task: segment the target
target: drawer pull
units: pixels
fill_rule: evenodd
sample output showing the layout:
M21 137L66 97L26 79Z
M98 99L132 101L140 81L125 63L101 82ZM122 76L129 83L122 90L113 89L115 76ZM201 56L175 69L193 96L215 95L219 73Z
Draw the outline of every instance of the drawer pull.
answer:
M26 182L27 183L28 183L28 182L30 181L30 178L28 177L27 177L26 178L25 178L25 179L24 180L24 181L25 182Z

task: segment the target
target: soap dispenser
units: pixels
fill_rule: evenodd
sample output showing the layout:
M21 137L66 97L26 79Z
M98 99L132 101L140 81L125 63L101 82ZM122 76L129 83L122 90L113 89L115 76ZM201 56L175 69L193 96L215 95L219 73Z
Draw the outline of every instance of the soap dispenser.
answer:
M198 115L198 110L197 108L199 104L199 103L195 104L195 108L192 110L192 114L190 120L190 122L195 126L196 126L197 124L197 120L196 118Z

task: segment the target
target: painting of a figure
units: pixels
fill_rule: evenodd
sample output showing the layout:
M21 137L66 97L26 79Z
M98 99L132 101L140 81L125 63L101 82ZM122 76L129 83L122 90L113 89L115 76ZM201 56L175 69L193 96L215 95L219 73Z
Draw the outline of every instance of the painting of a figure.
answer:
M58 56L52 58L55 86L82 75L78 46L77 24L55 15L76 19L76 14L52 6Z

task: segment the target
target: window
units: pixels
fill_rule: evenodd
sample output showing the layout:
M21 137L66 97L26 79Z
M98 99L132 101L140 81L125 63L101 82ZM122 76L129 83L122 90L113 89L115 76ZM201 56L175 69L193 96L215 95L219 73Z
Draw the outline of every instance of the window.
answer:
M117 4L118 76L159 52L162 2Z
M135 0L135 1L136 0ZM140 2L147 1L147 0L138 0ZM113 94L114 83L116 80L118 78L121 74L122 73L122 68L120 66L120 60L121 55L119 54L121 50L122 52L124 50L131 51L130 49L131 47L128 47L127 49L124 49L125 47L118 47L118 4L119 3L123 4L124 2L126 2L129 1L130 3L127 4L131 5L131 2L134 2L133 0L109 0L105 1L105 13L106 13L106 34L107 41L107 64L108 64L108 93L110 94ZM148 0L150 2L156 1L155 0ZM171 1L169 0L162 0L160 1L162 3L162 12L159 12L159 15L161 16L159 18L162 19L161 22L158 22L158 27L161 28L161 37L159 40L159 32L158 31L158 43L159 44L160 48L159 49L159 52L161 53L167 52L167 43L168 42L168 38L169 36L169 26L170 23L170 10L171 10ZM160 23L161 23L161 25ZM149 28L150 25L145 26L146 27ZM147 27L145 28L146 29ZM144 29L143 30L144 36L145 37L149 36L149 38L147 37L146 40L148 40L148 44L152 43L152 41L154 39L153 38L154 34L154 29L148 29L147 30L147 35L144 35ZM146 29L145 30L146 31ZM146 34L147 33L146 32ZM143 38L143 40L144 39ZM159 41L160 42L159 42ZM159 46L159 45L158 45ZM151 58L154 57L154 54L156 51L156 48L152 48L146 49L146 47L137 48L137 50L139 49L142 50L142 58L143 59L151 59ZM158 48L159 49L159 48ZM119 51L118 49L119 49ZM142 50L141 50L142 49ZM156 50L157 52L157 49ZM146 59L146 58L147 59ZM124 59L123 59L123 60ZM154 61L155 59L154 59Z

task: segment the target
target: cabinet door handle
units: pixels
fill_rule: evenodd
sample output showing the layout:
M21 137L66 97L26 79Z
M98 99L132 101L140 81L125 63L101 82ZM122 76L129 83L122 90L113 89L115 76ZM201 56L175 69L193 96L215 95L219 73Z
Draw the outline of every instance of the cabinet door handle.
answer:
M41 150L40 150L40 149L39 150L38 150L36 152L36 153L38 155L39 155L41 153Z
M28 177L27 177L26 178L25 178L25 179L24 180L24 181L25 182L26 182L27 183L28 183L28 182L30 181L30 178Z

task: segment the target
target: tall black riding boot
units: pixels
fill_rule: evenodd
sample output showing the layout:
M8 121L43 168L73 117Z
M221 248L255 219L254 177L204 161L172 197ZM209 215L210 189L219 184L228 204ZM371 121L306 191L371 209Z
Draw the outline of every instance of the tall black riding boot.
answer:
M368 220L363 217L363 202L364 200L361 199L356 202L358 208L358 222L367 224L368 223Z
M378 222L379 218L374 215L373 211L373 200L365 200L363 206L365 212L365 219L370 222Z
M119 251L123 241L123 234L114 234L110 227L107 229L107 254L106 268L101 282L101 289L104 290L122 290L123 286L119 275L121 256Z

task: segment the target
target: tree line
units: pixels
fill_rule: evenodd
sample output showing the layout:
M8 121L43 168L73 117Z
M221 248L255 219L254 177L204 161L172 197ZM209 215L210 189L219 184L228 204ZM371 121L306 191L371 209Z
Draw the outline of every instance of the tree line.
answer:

------------------------------------

> _Exercise task_:
Each entry above needs to be retyped exactly.

> _Answer to the task_:
task: segment the target
target: drawer pull
units: pixels
fill_rule: evenodd
sample output showing the layout:
M21 137L66 97L26 79Z
M98 99L132 101L140 81L125 63L101 82ZM122 76L129 83L122 90L113 89L115 76ZM201 56L175 69L193 96L215 95L219 73Z
Draw the outline of every instance of the drawer pull.
answer:
M26 182L27 183L28 183L28 182L30 181L30 178L28 177L27 177L26 178L25 178L25 179L24 180L24 181L25 182Z

task: segment the target
target: soap dispenser
units: pixels
fill_rule: evenodd
sample output showing the layout:
M21 137L66 97L26 79Z
M98 99L132 101L140 81L125 63L101 82ZM122 76L129 83L122 90L113 89L115 76ZM201 56L175 69L193 96L215 95L219 73Z
Draw the outline of every instance of the soap dispenser.
answer:
M198 115L198 110L197 108L199 104L199 103L195 104L195 108L192 110L192 114L190 120L190 122L195 126L196 126L197 124L197 120L196 118Z

task: segment the target
target: painting of a figure
units: pixels
fill_rule: evenodd
sample output showing the layout:
M21 137L66 97L26 79Z
M98 99L132 101L140 81L125 63L101 82ZM122 76L129 83L122 90L113 89L115 76ZM201 56L175 69L193 96L215 95L219 73Z
Draw the outline of every instance of the painting of a figure.
answer:
M58 56L52 58L55 86L82 75L78 46L77 24L55 15L76 19L76 14L52 6Z

task: segment the target
target: window
units: pixels
fill_rule: evenodd
sample output showing the layout:
M21 137L66 97L26 79Z
M98 99L132 101L140 81L125 63L101 82ZM122 76L129 83L122 90L113 89L115 76ZM201 56L175 69L193 96L215 95L219 73Z
Draw the outline of every instance of the window.
answer:
M117 4L118 76L159 52L162 2Z
M135 0L135 1L136 0ZM140 2L147 1L147 0L138 0ZM113 94L114 83L116 80L118 78L121 74L122 73L122 68L120 66L120 60L121 55L119 54L121 50L122 52L124 50L131 51L130 49L131 47L128 47L127 49L124 49L125 47L118 47L118 4L119 3L123 4L124 2L126 2L129 1L130 3L127 4L131 5L131 2L134 2L133 0L109 0L105 1L105 13L106 13L106 34L107 41L107 64L108 64L108 93L110 94ZM148 0L150 2L156 1L155 0ZM171 1L169 0L162 0L160 1L162 3L162 12L159 12L159 15L161 16L159 18L162 19L161 22L158 22L158 27L161 28L161 37L159 40L159 32L158 31L158 43L159 44L160 48L159 49L159 52L161 53L167 52L167 43L168 42L168 38L169 36L169 26L170 23L170 10L171 10ZM160 23L161 23L161 25ZM149 28L150 25L145 26L146 27ZM147 27L145 28L146 29ZM144 29L143 30L144 36L145 37L149 36L149 38L147 37L146 40L148 40L148 44L152 43L152 41L154 39L153 38L154 34L154 29L148 29L147 30L147 35L144 35ZM146 29L145 30L146 31ZM146 34L147 33L146 32ZM143 38L143 40L144 39ZM159 41L160 42L159 42ZM159 46L159 45L158 45ZM151 58L154 57L154 54L156 51L156 48L152 48L146 49L146 47L137 48L137 50L139 49L142 50L142 58L143 59L151 59ZM158 48L159 49L159 48ZM119 51L118 49L119 49ZM142 50L141 50L142 49ZM156 50L157 52L157 49ZM146 59L146 58L147 59ZM124 59L123 59L123 60ZM154 61L155 59L154 59Z

task: segment the target
target: cabinet door handle
units: pixels
fill_rule: evenodd
sample output showing the layout:
M21 137L66 97L26 79Z
M98 99L132 101L140 81L125 63L101 82ZM122 76L129 83L122 90L113 89L115 76ZM201 56L175 69L193 96L215 95L219 73Z
Draw the outline of every instance of the cabinet door handle.
answer:
M41 150L40 150L40 149L39 150L38 150L36 152L36 153L38 155L39 155L41 153Z
M28 177L27 177L26 178L25 178L25 179L24 180L24 181L25 182L26 182L27 183L28 183L28 182L30 181L30 178Z

task: segment the target
target: tall black riding boot
units: pixels
fill_rule: evenodd
sample output showing the layout:
M8 121L43 168L73 117Z
M221 248L255 219L254 177L204 161L172 197ZM209 215L210 189L219 184L228 204ZM371 121L306 191L371 209Z
Draw the outline of every instance of the tall black riding boot.
answer:
M368 220L363 217L363 202L364 200L361 199L356 202L358 208L358 222L367 224L368 223Z
M378 222L379 218L374 215L373 211L373 200L365 200L363 206L365 212L365 219L370 222Z
M119 251L123 241L123 234L114 234L110 227L107 229L107 254L106 268L101 282L101 289L104 290L122 290L123 286L119 275L121 256Z

task: segment the target
target: tree line
units: pixels
fill_rule: evenodd
sample output showing the layout:
M8 121L43 168L73 117Z
M221 248L255 219L254 177L204 161L172 197ZM209 215L210 189L219 184L228 204ZM371 121L306 191L371 209Z
Draw the outline of every instance of the tree line.
answer:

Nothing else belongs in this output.